(Saved entries)
════

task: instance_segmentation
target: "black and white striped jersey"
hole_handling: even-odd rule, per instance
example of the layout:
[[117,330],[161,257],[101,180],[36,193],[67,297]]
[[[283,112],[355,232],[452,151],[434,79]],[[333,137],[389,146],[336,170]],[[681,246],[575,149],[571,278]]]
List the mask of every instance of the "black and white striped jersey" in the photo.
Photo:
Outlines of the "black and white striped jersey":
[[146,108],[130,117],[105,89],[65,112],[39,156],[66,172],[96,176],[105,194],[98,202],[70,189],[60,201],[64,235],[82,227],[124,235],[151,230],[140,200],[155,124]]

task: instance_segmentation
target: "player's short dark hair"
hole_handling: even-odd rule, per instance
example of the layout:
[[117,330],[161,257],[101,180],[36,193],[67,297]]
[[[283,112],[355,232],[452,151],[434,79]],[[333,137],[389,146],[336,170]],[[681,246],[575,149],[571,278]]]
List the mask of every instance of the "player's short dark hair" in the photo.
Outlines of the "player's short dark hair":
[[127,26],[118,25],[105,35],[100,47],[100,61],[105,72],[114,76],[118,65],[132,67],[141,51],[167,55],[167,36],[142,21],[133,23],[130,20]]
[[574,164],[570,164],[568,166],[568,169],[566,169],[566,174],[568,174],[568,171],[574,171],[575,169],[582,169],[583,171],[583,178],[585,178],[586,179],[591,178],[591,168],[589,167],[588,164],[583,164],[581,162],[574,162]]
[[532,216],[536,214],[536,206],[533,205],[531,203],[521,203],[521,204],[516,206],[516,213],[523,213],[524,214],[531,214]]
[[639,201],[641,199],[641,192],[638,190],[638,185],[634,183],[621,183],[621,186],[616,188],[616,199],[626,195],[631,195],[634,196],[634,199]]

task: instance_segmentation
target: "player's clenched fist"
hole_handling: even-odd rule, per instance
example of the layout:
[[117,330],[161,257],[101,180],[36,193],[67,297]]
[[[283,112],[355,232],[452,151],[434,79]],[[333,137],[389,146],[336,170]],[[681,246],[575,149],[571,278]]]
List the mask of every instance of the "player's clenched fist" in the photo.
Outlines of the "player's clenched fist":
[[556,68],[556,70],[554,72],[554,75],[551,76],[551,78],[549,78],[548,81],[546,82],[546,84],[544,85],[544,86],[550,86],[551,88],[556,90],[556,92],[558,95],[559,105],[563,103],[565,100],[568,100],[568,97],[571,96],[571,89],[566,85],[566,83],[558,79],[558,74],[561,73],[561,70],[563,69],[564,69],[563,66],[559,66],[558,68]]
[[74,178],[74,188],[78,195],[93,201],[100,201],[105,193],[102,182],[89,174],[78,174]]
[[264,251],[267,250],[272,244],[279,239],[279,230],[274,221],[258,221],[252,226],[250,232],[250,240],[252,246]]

════

● Given task:
Please count the lines in the rows above that contain the string "hair". Reply with the number alone.

● Task result:
3